- **Gösterilen metin**:
□ □ □ □

Adalet ve Kalkınma Partisi meclis grup toplantısı bugün gerçekleştirildi. Cumhurbaşkanı ve AK Parti Genel Başkanı Recep Tayyip Erdoğan başkanlığında gerçekleştirilen toplantıda Erdoğan, Kemal Kılıçdaroğlu’nun geçtiğimiz hafta kendisine ve ailesine yönelik iddialarına yönelik;”İspat ederse siyaseti bırakacağım, edemezse o bıraksın”dedi.
Grup toplantısında konuşan Recep Tayyip Erdoğan toplantıya geçtiğimiz hafta yaptıkları icraatları aktarması ile başladı. Erdoğan enerji atılımları,33. İSEDAK Bakanlar Toplantısı,Soçi toplantsı,15 Temmuz darbe girişiminden sonra ilk defa mezun veren Kara Harp Okulu töreninden,ABD Başkanı Trump ile gerçekleştirilen telefon görüşmesinden, Eğitimcilerle görüşmesinden, Kara Astsubay mezuniyet töreninden, Balıkesir AK Parti toplantısından, Kadına Yönelik Şiddet Uluslararası Mücadele Günü’nden grup toplantısında aktardı.

□ □ □ □

- **Görev 1**: Aşağıdaki kayıtlardan "shorts" sözcüğünü içeren bütün satırları seçip olduğu gibi kopyalayın.
Gösterilen metin ile kayıtlar birbirinden bağımsız iki ayrı malzemedir.

- **Alıştırma verileri**:
□ □ □ □

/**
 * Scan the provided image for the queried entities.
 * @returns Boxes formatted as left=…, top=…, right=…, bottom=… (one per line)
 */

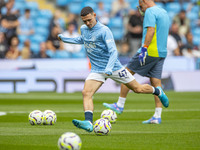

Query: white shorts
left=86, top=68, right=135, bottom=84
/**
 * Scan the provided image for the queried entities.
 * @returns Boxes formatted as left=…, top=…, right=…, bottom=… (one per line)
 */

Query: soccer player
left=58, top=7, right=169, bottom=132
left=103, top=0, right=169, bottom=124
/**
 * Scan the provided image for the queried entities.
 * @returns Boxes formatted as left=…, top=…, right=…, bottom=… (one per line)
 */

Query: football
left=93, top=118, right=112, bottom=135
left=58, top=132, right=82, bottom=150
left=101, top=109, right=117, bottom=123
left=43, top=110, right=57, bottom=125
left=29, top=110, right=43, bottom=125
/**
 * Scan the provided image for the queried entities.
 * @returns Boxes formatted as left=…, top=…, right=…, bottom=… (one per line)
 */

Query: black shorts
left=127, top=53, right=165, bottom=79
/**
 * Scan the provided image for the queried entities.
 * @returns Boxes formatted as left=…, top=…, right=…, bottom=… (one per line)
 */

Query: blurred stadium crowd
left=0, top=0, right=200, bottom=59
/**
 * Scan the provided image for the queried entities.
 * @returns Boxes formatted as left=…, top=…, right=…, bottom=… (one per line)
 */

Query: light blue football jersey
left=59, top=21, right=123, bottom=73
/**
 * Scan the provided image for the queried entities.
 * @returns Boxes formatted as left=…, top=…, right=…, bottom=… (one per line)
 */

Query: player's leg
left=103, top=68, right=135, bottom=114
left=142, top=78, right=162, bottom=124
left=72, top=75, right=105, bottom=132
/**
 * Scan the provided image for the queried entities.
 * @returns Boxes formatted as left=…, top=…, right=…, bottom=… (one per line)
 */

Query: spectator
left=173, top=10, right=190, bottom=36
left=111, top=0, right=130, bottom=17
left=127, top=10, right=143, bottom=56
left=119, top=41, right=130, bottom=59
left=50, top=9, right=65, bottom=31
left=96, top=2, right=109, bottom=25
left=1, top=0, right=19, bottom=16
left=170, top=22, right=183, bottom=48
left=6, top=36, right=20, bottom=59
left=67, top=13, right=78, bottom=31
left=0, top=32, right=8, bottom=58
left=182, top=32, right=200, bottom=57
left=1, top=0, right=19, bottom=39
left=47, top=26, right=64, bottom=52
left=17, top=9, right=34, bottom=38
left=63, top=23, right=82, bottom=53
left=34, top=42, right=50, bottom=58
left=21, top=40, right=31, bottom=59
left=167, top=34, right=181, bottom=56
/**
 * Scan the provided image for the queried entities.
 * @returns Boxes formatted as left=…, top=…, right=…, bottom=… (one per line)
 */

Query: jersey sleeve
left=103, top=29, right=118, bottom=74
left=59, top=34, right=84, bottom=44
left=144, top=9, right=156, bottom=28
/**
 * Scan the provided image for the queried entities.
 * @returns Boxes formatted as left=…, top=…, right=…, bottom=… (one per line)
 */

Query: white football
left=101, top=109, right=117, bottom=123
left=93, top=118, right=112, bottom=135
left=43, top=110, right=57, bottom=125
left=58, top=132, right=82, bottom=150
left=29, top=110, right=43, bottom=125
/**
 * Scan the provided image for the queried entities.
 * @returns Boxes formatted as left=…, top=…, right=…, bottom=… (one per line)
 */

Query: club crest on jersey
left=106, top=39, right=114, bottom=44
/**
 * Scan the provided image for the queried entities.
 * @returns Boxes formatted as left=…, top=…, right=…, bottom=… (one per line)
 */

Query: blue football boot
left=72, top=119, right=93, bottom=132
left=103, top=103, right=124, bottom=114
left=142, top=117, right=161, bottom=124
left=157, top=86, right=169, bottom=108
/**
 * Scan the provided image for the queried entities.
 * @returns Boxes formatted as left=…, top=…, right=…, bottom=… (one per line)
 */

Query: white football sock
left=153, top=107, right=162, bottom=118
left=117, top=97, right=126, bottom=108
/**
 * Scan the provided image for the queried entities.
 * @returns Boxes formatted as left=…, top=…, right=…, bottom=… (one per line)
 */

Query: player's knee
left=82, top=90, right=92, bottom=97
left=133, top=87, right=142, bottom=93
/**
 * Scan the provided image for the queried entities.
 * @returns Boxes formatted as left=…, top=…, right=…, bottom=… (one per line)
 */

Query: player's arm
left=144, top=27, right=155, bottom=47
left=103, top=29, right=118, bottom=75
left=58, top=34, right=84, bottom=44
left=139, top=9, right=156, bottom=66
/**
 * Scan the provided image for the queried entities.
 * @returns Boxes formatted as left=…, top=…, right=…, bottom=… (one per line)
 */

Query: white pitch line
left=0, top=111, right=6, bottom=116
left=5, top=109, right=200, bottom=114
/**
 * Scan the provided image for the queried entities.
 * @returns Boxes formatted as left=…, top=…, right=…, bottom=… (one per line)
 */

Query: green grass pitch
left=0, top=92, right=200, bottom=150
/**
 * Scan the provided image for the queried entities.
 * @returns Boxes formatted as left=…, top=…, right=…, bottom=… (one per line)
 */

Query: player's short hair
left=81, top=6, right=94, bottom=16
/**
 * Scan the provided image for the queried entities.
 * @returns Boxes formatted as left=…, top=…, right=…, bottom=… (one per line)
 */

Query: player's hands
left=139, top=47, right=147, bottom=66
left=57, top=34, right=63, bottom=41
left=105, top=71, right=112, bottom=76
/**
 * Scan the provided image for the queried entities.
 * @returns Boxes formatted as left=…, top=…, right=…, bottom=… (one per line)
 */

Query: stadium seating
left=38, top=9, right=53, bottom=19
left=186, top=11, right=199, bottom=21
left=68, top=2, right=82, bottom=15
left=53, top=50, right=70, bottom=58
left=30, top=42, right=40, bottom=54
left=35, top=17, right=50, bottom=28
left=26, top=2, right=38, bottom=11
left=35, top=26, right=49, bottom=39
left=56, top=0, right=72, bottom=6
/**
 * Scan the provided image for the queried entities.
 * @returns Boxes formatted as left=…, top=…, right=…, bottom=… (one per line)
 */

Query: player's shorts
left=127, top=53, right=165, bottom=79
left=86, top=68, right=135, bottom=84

□ □ □ □

- **Görev 2**: Şu üç ifadenin gösterilen metinle uyuşup uyuşmadığını belirtin ve her biri için evet ya da hayır deyip metinden belirleyici sözcükleri birebir alıntılayın: (a) Toplantı Recep Tayyip Erdoğan başkanlığında yapıldı. (b) Erdoğan konuşmasına Kılıçdaroğlu'nun iddialarını yanıtlayarak başladı. (c) Erdoğan, ABD Başkanı Trump ile yüz yüze görüştü.

- **Yazılı yanıt 1**:
Query: white shorts
Query: black shorts
Query: player's shorts

- **Yazılı yanıt 2**:
(a) Evet: "Cumhurbaşkanı ve AK Parti Genel Başkanı Recep Tayyip Erdoğan başkanlığında gerçekleştirilen toplantıda"
(b) Hayır: "toplantıya geçtiğimiz hafta yaptıkları icraatları aktarması ile başladı"
(c) Hayır: "ABD Başkanı Trump ile gerçekleştirilen telefon görüşmesinden"